Based on what I know of this area in 1998 and what I have heard from people who lived here at that time, it doesn't surprise me that many of them would not have stayed. I truly believe this area has come a very long way. I have seen it come a long way since I moved here in 2002.

What sector are you in?

Raleigh has Cisco, IBM, and others. Health industry (Duke medical) players. There are startups like LuLu, founded by the guy who started up RedHat. There is a club you can join if you're into tech where they have a whole shop of tools you get access to (3d printer, CNC equipment, etc). A good friend who relocated down there from Hampton Roads said he wouldn't move back. He said it seems like it is a bit of a click though with the startup scene.

If you're doing like, Gov't financing of rims, jewelery, furniture, computers and home electronics of E1 and up, Hampton Roads is probably better.

I remember that article, but can't figure it out. Perhaps it's due to the companies sucking on the gov't ? Still a decent environment for contractors and what not. We haven't seen too many of the small businesses go out of business yet, but I *think* times might be slowing down a bit. Like I said earlier, I've always felt HR is probably behind in the housing ordeal, and figure it will hit here late. I wouldn't be surprised to see condos in downtown Norfolk for $70K or less when this is really under way.

I'm still employed, I'm still doing fine, I have no real fuel bills, and I know the higher cost of electricity and energy already has me bummed. I've thought about cutting out all eating out in downtown Norfolk to save money. I haven't have much luck selling various odds and ends on craigslist. Seen a few deals, but nothing super stellar past some scuba equipment I picked up.

Time will tell man, it's not pretty. I'm wondering how Wachovia tower plays out if the bank fails.

Saved entries:
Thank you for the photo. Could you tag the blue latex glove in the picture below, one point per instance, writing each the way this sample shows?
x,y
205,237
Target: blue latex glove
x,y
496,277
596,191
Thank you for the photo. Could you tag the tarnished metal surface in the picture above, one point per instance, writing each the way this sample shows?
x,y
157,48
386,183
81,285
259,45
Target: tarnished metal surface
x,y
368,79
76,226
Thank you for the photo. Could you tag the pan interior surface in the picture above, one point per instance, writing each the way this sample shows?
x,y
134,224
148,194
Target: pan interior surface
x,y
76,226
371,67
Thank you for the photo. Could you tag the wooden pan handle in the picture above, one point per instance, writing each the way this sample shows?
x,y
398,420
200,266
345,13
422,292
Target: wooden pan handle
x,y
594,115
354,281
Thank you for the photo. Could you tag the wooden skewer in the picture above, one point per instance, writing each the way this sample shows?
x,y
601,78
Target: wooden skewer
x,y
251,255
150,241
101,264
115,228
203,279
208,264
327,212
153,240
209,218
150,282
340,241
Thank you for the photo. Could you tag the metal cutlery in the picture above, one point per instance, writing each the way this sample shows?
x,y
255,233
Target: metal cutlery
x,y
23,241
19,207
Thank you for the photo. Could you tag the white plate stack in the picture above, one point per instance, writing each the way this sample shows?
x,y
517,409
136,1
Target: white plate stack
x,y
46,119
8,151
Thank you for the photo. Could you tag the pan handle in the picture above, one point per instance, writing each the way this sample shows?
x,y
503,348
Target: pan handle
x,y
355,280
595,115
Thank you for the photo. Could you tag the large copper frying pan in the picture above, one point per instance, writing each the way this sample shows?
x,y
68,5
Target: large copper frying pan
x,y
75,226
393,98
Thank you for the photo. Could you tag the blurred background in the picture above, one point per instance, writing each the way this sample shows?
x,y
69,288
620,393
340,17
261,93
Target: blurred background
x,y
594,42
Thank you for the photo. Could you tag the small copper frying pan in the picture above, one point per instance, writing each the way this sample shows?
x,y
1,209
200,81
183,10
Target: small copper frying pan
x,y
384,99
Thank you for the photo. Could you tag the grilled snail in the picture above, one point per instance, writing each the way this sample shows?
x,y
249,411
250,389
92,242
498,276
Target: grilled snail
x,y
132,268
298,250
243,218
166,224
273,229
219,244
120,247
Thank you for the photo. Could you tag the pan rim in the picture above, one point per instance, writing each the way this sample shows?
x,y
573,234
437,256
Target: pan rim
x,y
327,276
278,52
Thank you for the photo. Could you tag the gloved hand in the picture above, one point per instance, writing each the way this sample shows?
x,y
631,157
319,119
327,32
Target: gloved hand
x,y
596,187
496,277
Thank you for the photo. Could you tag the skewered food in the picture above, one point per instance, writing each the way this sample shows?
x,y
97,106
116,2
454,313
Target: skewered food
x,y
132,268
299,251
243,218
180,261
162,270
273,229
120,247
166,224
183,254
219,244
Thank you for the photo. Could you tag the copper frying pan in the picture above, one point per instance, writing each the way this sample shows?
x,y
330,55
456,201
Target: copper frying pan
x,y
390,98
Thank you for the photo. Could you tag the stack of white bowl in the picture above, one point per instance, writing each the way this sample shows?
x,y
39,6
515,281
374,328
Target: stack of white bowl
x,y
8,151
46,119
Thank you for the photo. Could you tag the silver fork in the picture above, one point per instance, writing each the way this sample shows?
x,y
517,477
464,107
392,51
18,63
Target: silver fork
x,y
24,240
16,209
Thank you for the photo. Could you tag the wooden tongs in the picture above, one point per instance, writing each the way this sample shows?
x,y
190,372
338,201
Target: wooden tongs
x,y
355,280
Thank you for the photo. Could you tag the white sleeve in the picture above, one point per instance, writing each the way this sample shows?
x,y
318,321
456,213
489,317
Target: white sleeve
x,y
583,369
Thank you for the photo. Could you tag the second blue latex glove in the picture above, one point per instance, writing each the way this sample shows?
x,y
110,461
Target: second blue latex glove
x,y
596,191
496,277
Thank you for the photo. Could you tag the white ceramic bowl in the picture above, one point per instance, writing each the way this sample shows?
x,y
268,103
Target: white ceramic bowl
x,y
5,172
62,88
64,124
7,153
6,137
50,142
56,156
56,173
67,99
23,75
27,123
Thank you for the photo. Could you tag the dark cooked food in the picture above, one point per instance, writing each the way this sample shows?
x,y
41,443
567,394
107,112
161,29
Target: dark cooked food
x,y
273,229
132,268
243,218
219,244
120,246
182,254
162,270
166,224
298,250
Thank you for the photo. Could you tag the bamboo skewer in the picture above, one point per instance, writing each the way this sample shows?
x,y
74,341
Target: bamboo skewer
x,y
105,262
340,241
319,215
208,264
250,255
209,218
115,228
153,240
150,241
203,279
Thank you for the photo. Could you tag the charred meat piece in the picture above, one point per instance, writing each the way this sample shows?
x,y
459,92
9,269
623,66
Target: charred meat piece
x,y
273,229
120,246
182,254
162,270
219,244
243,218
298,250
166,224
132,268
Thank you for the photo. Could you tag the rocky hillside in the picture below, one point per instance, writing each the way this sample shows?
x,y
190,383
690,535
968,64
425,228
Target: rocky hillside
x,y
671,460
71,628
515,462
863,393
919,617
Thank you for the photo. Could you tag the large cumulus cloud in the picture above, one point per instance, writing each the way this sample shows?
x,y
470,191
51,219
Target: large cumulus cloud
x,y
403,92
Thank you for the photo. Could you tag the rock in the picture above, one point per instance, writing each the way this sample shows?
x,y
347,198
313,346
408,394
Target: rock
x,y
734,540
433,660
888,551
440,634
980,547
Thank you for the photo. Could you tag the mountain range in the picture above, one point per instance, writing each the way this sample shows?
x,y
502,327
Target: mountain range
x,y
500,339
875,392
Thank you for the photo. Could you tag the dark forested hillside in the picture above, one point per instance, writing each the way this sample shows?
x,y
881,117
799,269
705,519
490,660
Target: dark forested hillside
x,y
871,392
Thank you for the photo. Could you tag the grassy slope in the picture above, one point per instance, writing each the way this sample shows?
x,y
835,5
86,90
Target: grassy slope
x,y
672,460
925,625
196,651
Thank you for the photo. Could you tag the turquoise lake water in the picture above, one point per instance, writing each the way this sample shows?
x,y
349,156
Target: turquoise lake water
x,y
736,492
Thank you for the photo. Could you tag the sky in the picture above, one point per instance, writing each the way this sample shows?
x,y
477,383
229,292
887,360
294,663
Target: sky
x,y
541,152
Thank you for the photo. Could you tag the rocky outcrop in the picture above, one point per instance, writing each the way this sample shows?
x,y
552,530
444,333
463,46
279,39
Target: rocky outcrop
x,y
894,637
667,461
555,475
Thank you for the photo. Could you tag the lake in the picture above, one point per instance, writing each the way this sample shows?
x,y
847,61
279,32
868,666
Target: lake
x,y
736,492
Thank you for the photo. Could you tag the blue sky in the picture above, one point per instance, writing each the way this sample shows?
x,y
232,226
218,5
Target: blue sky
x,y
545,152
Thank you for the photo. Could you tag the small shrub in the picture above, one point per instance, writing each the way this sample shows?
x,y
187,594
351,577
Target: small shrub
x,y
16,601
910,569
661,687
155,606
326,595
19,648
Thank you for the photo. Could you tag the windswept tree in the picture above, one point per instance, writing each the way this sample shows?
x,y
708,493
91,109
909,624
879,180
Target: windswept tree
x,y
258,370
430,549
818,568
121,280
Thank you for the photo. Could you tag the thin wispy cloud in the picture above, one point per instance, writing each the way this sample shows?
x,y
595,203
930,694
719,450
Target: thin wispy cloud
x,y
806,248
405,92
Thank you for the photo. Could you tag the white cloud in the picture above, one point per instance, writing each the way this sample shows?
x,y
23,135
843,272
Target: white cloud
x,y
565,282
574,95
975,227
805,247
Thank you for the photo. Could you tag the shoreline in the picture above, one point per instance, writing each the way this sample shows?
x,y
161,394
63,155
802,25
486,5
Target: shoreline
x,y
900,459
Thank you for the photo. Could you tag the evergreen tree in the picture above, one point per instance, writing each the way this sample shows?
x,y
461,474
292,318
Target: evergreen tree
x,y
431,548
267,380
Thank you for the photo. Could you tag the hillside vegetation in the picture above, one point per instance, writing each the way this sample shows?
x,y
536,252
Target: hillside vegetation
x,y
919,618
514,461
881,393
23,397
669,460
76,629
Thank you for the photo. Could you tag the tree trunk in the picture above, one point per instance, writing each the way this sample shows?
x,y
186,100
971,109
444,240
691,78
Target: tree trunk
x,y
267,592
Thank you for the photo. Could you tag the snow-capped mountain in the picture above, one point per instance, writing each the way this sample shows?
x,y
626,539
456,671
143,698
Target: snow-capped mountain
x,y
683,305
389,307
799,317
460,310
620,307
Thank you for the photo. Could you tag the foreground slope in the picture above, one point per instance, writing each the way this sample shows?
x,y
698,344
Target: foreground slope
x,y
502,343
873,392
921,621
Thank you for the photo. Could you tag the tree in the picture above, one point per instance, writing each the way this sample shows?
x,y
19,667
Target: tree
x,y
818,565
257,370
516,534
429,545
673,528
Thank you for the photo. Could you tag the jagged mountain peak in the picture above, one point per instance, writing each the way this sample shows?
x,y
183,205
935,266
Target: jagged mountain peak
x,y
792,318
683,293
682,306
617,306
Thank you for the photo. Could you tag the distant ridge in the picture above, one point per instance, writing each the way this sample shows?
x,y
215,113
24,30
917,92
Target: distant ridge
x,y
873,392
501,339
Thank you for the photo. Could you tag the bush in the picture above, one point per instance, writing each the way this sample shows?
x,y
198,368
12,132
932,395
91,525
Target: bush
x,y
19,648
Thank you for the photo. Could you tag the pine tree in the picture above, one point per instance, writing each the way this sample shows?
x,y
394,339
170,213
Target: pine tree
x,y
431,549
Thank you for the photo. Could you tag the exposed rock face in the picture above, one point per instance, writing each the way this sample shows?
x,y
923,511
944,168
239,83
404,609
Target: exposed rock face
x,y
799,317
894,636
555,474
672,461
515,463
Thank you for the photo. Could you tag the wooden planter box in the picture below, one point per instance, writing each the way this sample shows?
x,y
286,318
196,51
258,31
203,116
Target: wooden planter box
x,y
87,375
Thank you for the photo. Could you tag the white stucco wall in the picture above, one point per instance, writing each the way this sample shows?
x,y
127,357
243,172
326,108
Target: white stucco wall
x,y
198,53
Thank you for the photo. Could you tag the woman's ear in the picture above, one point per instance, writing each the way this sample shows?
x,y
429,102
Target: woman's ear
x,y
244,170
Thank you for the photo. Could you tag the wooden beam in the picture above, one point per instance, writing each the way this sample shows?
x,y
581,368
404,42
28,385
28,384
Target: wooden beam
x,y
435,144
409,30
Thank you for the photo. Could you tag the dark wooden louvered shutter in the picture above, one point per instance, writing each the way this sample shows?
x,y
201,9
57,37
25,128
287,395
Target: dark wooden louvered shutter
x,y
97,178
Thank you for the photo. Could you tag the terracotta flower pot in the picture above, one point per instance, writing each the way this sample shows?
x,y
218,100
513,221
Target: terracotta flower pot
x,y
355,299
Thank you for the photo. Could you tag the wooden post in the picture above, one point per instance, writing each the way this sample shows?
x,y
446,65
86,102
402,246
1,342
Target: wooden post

[List of tasks]
a - Print the part of the Hampton Roads discussion that begins at the words "Based on what" and stops after the words "is probably better.", copied word for word.
b - Using the Hampton Roads discussion, list every item it names as something the government financing for E1 and up covers.

[Exercise responses]
a -
Based on what I know of this area in 1998 and what I have heard from people who lived here at that time, it doesn't surprise me that many of them would not have stayed. I truly believe this area has come a very long way. I have seen it come a long way since I moved here in 2002.

What sector are you in?

Raleigh has Cisco, IBM, and others. Health industry (Duke medical) players. There are startups like LuLu, founded by the guy who started up RedHat. There is a club you can join if you're into tech where they have a whole shop of tools you get access to (3d printer, CNC equipment, etc). A good friend who relocated down there from Hampton Roads said he wouldn't move back. He said it seems like it is a bit of a click though with the startup scene.

If you're doing like, Gov't financing of rims, jewelery, furniture, computers and home electronics of E1 and up, Hampton Roads is probably better.

b -
- rims
- jewelery
- furniture
- computers
- home electronics